• AIM OF THE TASK
Print out the entries exactly, and include each one.

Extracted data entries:
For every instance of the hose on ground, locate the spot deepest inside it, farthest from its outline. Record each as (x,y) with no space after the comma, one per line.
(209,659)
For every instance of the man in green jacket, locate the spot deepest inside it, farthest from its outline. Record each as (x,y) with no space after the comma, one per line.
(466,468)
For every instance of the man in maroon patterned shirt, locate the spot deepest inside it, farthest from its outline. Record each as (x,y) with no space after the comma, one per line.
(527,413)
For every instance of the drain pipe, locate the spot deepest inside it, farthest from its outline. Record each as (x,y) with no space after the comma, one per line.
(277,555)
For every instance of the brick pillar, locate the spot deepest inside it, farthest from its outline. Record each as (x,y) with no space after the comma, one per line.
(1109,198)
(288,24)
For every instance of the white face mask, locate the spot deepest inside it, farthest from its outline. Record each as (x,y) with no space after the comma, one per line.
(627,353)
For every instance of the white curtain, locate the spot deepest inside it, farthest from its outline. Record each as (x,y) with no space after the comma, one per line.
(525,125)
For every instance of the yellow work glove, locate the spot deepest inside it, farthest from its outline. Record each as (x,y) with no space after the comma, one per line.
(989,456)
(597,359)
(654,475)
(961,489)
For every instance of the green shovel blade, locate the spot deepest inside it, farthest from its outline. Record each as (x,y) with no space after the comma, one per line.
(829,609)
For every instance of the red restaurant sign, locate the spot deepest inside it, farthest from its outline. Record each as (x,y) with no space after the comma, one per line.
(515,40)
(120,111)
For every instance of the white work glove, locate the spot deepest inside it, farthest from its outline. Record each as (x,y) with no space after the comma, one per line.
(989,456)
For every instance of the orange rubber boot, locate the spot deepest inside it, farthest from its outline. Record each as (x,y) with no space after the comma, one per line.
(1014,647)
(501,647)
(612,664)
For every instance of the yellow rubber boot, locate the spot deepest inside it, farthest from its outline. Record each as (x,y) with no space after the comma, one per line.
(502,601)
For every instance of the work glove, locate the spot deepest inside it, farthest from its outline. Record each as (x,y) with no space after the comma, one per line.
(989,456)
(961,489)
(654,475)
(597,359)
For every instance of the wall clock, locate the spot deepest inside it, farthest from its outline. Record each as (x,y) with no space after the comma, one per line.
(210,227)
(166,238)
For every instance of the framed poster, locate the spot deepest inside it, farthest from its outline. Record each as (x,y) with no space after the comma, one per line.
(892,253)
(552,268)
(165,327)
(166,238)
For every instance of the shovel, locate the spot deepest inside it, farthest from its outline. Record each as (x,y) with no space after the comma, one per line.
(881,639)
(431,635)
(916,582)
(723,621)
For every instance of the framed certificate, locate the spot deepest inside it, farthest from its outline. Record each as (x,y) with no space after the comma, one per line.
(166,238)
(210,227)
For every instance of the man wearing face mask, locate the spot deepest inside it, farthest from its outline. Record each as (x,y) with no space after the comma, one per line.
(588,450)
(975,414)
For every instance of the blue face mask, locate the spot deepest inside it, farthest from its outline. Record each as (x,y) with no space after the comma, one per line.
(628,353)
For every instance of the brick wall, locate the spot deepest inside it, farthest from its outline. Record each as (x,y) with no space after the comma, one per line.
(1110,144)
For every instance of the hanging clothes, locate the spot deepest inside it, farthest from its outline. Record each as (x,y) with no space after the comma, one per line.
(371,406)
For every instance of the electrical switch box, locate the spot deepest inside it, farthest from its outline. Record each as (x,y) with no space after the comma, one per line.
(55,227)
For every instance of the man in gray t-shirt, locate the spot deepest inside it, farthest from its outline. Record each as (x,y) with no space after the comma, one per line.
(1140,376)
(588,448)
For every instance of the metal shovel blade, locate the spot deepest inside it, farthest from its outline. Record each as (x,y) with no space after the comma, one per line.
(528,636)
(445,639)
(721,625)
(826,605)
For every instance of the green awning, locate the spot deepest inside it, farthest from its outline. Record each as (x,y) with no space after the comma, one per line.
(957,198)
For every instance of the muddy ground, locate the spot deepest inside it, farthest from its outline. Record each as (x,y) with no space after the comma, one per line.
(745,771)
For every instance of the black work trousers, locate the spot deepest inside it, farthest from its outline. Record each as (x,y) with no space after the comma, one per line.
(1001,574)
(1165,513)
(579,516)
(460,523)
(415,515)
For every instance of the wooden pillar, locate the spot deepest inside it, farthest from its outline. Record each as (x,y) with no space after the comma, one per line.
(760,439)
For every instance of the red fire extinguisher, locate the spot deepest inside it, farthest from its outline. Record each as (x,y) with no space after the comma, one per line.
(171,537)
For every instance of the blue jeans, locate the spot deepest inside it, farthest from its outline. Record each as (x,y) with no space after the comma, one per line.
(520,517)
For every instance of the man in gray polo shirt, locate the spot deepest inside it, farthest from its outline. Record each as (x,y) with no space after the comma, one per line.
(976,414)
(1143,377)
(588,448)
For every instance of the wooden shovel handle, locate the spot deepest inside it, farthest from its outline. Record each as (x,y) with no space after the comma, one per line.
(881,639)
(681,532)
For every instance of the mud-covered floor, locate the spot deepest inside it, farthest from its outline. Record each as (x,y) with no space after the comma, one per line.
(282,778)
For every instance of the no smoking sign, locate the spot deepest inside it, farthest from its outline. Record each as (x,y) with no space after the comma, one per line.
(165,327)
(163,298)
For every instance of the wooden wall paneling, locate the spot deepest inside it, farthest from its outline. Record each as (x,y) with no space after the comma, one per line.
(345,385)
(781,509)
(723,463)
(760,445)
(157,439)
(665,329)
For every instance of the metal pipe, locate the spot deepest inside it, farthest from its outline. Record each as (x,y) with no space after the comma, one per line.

• REPLY TO THE EXERCISE
For every instance of the hose on ground, locate the spot deepest inside it, farthest from its outline. Record each as (x,y) with no space after the comma, one per line.
(209,659)
For every instance of the man in green jacket, locate the spot deepest inside it, farthest from its outline. Record each as (x,y) with no space after the comma, one per line.
(466,468)
For every instance of the man in maroon patterned shirt, locate the spot deepest inside it, farthest from its outline. Record each as (x,y) with no space after the comma, one per line.
(527,413)
For every instance of the drain pipe, locate the spot deepest inside it, farthest from its outline. Record each as (x,y) with no space after the comma, one per line.
(277,555)
For every instance of the brick pillar, locate the spot deepest inside it, farthest from its outline. Record each as (x,y) with no space after the comma, one per line.
(1109,198)
(288,24)
For every instance of the white face mask, locate the spot deepest inside it, farthest from its outline. Record each as (x,y) with no space after the comma, one per line.
(627,353)
For every instance of the white curtain, locate the spot deepest inside it, farthest from its outline. Record each as (x,y) with no space after the comma, one per line.
(525,125)
For every instance of the yellow work glove, locate the spot deepest inside it, farthest from its outline. Record each as (x,y) with no space after the comma, one per line.
(989,456)
(597,359)
(654,475)
(961,489)
For every instance of the green shovel blade, locate the spot deepest inside it, farthest from its outline. Record each as (x,y) with no space after the comma, one per line.
(829,609)
For every instance of the red restaurant sign, locate the spot deepest inside it, farthest from its outline. Record each as (x,y) with no space after the comma, one per line.
(515,40)
(120,111)
For every instance of the white work glove, locate the spot deepest inside it, farthest from its outline. Record each as (x,y) with no space after the comma, one per line.
(989,456)
For every instance of the orange rubber boot, locate the spot deepest inside it, farthest from its outline. Record each as (x,y) with no space after the comma, one per line.
(1014,647)
(501,647)
(612,664)
For every instance of the yellow rubber boot, locate the spot deepest inside it, farthest from its outline. Record each as (x,y) with no space after the comma, one per line.
(502,601)
For every instance of the work glove, locate the spot deepest inside it, farthest from its outline. Record each as (x,y) with no space after the comma, one per line.
(989,456)
(961,489)
(654,475)
(597,359)
For every instance of the wall clock, locate the spot deepest inside it, farthest from its outline. Record each as (x,y) with no space after the comma, one per line.
(210,227)
(166,238)
For every instance of the framed poster, locate the spot deepest inside it, farthest from its outline. Record each as (x,y) with no space after the comma, one per line.
(892,253)
(552,268)
(165,327)
(166,238)
For every instance of the shovel, locate the spot deepest inside it, farthest from its outline. Record each as (x,y) with no space after the comma, one per line.
(881,639)
(431,635)
(916,582)
(723,621)
For every instance of the framed certificate, locate the spot deepest inside it, farthest from its outline. Record each as (x,y) with no space after the comma, one per line.
(166,238)
(210,227)
For every instance of the man wearing face mask, locate the spot deepest inside it, farthest from its outline. Record each as (x,y) with no space after the comma, one per line.
(588,450)
(975,414)
For every instance of the blue face mask, locate the spot deepest inside it, farthest from its outline. Record each as (x,y) with no space after the comma, one per line.
(628,353)
For every instance of the brick wall, locate the spot deepest inside it, farthest from its outline. Record each as (x,y) with no space after the comma, one per line.
(1110,144)
For every instance of the hanging clothes, locate the spot deepest inside it, farthest from its outline. Record each as (x,y) with no space after the comma, one per line.
(371,406)
For every instance of the electrical switch box, locate the spot deepest inside it, farthest from its outline. Record each as (x,y) with no space after the comma, one per line.
(55,227)
For every instance of the man in gray t-shirt, locate the spot deepest inside it, farthest from its outline. Record each as (x,y) with no space after the comma, one per line.
(1140,376)
(588,448)
For every instance of the metal shovel blade, locate the spot deepest inside it, farthest from its outline. Record each as (x,y) with no space after the comma, one per line.
(528,636)
(445,639)
(721,625)
(826,605)
For every instance of the green awning, locate the spot deepest inside it, farthest from its outline. Record each as (x,y) with no space after the comma, one per line.
(957,198)
For every instance of the muddy ground, locate the spot deepest inside it, farthest from its outline. Record each as (x,y) with no space after the comma, one per line.
(745,771)
For every instance of the black work trousers, locate the spot deepest inside it, farthest from its outline. Record each as (x,y) with no space after the comma, one per line.
(1001,574)
(1165,513)
(579,516)
(460,523)
(415,515)
For every instance of the wooden pillar, locate the spot deepest inside it, farthest from its outline. Record each as (x,y) with no space after the comma, one per line.
(760,439)
For every instance of the red fire extinguisher, locate the spot deepest inside it, farthest from its outline. Record each as (x,y) with no space after the comma, one per line.
(171,537)
For every instance of the blue jeans, locate the spot deepest inside it, farthest from its outline. Record each as (x,y) with no space after the comma, one per line.
(520,517)
For every instance of the man in gray polo shirt, locate the spot deepest inside it, farthest from its outline. Record each as (x,y) with no space after the comma, one per line.
(976,414)
(1143,377)
(588,448)
For every instance of the wooden shovel handle, locate the spot deepest inside it, farthest from its outline. Record each as (x,y) with no space after the comma, one per line.
(881,639)
(681,532)
For every instance of the mud-covered floor, locate the spot deepest inside it, farthest from its outline. Record each as (x,y) with no space after the comma, one per line.
(282,778)
For every instance of the no smoking sign, locate the spot deepest inside it, farthest from its outline. Record each as (x,y) with no space after the comma, one per line.
(165,327)
(163,298)
For every instance of the wooden wall paneling, locate the spot deepest inside it, farthest from its outline. Record each as (x,y) with no space after the comma, one per line.
(345,385)
(781,509)
(723,463)
(760,445)
(157,439)
(665,329)
For every instance of the metal pipe, locate the spot deepest inside it, farthest from its outline. Record each as (x,y) with no space after the comma, one per line.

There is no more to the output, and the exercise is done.